* **Do this**:
Could you carry over every line, not only the answers, from the line with "Guideline: the keypoint for each instance of the white front" through the end of the entries, moving each coordinate in the answers up by 85?

::::

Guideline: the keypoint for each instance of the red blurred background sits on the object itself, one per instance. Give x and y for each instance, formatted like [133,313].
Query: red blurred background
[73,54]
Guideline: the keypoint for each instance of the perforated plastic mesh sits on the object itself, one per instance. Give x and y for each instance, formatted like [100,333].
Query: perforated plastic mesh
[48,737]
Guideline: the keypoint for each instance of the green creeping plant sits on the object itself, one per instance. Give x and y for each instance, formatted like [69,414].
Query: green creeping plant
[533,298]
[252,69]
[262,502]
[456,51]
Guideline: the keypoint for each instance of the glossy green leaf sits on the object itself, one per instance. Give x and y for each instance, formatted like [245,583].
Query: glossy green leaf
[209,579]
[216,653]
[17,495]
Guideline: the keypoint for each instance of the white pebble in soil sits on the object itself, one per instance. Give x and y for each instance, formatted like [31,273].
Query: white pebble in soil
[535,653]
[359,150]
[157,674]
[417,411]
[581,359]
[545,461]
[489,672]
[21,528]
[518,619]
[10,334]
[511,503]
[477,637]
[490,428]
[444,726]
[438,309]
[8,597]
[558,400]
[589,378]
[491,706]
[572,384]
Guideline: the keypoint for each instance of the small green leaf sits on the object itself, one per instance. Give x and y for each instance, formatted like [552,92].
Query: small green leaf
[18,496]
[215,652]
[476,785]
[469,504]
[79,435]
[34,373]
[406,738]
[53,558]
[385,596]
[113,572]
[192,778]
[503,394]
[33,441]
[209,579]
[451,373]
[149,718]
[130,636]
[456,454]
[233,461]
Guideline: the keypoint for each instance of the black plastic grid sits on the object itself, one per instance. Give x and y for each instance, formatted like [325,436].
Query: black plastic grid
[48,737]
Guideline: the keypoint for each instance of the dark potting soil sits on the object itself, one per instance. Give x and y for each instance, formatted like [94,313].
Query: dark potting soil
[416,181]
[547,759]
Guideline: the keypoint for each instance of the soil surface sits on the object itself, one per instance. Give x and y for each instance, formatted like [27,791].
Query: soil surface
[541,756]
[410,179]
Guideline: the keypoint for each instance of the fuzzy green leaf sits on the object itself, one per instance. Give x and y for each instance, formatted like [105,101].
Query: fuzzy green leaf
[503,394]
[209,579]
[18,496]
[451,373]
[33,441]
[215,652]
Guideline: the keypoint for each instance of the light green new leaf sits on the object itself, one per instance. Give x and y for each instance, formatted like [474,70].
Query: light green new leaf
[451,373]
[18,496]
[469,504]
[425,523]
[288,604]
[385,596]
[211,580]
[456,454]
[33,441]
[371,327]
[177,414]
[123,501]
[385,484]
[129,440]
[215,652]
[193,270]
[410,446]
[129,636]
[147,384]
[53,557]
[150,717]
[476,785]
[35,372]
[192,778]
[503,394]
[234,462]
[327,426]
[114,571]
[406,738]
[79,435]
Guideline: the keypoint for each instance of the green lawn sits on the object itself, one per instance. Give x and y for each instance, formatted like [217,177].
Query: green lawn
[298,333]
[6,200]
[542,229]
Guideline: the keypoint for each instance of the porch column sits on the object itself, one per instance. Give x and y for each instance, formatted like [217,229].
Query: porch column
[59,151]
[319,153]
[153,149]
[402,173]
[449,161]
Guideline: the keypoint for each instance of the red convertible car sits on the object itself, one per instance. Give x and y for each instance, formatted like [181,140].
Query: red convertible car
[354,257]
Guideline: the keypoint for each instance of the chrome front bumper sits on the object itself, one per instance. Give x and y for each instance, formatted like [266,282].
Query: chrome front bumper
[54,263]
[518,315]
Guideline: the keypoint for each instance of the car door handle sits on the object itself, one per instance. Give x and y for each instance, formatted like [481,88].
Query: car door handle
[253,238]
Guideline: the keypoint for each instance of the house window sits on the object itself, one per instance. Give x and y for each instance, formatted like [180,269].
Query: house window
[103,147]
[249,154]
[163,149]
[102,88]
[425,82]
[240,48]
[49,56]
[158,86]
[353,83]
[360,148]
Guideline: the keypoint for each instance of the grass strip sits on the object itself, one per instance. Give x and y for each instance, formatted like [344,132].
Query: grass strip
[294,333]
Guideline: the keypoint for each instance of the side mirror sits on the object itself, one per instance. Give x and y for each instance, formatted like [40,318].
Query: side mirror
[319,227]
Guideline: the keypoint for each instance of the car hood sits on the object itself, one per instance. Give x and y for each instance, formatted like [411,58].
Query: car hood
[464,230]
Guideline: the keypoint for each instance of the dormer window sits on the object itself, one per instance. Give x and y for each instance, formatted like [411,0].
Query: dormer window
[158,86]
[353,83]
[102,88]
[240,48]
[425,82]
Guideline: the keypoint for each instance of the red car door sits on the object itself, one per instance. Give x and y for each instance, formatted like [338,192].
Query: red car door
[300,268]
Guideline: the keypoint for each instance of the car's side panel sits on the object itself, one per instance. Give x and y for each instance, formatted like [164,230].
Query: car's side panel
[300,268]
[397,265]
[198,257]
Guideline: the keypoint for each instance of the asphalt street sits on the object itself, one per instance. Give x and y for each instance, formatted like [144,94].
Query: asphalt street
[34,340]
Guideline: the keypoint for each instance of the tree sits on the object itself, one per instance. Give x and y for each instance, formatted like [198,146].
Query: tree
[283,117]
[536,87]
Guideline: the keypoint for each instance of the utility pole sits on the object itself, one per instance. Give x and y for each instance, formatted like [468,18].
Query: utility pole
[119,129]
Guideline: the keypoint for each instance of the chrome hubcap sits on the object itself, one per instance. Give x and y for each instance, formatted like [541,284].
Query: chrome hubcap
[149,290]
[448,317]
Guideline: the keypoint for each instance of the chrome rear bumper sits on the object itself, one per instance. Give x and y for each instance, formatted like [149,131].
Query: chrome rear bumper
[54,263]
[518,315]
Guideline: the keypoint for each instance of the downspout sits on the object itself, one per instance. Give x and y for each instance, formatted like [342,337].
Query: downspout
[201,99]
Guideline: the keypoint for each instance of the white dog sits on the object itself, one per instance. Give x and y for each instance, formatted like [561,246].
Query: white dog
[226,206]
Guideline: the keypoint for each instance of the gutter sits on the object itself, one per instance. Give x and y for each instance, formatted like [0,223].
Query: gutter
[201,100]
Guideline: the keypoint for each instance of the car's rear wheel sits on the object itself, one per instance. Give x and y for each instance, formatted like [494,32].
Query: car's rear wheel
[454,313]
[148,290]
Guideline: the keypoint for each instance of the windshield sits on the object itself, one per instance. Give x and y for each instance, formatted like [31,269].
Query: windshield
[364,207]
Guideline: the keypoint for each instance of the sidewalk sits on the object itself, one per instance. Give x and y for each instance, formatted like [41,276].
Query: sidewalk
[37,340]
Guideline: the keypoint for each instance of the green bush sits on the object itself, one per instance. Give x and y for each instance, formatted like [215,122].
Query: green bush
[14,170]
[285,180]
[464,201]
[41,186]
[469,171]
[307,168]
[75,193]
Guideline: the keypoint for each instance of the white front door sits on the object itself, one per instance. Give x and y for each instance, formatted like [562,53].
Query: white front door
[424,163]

::::

* **Finished exercise**:
Guideline: the keypoint for each instance of the white front door sits on the object itself, one per instance. Give x and y for each instance, formatted like [562,53].
Query: white front door
[509,248]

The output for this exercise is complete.